**QUESTIONS ON THE MATERIAL:**
1. List the countries named in the visa waiver program text as places whose recent visitors now face the new visa restrictions.
2. Pick up the visa waiver program text after its final sentence and keep writing it.

(DOCUMENT EXCERPT Opens)

Changes to the U.S. visa waiver program, which has undergone increased scrutiny in the aftermath of the terrorist attacks in Paris and San Bernardino, California, could violate the recent nuclear agreement with Iran, Iran’s deputy foreign minister warned. Under the rules, foreign visitors who have traveled to certain countries in the Middle East must now apply for visas if they want to get into the United States.
The visa waiver program allows citizens of 38 countries to enter the U.S. easily without first obtaining a visa. The program is designed to ease business travel and tourism. The Iranian official said the new restrictions on individuals who have been to Syria, Iraq, Iran and Sudan in the past five years would adversely affect trade and tourism, violating the Iranian nuclear agreement, the Associated Press reported.
The nuclear agreement, which sought to ensure the Persian country does not enrich uranium to a level that could be used to make a nuclear weapon, also intended to normalize relations between Iran and the West.

(DOCUMENT EXCERPT Closes)
(DATASET CONTENT Opens)

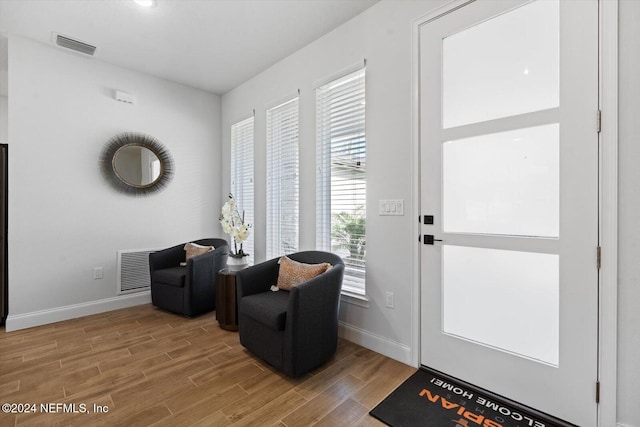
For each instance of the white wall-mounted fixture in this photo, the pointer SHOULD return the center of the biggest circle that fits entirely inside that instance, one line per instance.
(124, 97)
(145, 3)
(73, 44)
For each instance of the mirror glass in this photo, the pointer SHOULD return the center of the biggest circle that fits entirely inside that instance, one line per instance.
(137, 165)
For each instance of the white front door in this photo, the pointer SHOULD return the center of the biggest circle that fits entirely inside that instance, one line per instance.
(509, 180)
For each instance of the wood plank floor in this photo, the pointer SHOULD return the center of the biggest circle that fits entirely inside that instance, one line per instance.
(148, 367)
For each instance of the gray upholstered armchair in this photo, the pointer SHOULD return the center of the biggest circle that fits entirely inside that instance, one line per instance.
(188, 289)
(294, 331)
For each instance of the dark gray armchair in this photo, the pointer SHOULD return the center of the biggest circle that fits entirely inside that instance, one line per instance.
(293, 331)
(190, 289)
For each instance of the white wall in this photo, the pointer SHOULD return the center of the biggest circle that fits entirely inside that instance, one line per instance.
(4, 105)
(382, 35)
(629, 221)
(64, 219)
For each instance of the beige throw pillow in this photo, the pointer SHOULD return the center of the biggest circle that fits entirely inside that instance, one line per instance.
(194, 249)
(293, 273)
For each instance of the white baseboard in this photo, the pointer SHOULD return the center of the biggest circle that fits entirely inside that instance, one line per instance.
(377, 343)
(43, 317)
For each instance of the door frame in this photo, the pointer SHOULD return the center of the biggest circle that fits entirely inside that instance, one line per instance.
(608, 197)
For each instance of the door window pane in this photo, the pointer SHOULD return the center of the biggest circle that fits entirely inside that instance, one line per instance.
(506, 66)
(504, 183)
(507, 300)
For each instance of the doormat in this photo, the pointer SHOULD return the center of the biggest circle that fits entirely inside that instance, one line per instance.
(431, 399)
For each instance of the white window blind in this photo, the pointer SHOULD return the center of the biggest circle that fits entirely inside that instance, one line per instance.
(242, 174)
(282, 179)
(341, 177)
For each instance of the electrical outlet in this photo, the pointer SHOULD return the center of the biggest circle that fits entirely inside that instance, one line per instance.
(390, 299)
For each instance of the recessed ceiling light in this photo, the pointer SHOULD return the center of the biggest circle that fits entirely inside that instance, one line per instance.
(145, 3)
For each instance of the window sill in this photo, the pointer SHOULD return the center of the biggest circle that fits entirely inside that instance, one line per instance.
(354, 298)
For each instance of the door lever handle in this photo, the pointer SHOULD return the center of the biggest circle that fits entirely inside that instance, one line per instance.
(429, 239)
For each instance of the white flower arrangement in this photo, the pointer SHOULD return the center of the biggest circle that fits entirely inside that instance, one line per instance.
(233, 224)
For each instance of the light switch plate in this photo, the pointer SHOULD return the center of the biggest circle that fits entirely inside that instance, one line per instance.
(391, 207)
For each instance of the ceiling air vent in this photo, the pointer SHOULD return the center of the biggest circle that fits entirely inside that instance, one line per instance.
(75, 45)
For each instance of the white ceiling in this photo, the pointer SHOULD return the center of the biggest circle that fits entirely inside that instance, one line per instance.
(213, 45)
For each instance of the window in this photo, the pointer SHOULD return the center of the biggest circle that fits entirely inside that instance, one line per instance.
(341, 178)
(282, 179)
(242, 174)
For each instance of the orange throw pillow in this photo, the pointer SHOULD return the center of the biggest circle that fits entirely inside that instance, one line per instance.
(293, 273)
(193, 249)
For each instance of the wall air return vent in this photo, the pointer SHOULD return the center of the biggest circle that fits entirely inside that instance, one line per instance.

(DATASET CONTENT Closes)

**RESPONSES BY TASK:**
1. Syria, Iraq, Iran, Sudan

2.
The waiver program came under scrutiny especially after the Paris attacks, as it was discovered that some of the attackers may have traveled freely to Syria and back on European passports. While refugee screening is fairly extensive for individuals hoping to find safe haven in the United States after enduring hardship in civil-war-fraught countries like Syria, allowing individuals with Western passports to freely cross U.S. borders after visiting those countries has been seen as a potential safety risk. The refugee process has also come under attack by lawmakers, including top Republican presidential candidates.
U.S. President Barack Obama has been criticized widely by opponents for the Iranian nuclear agreement, which they allege is too generous to Iran and lifts sanctions without actually ensuring that the country is unable to develop a nuclear arsenal.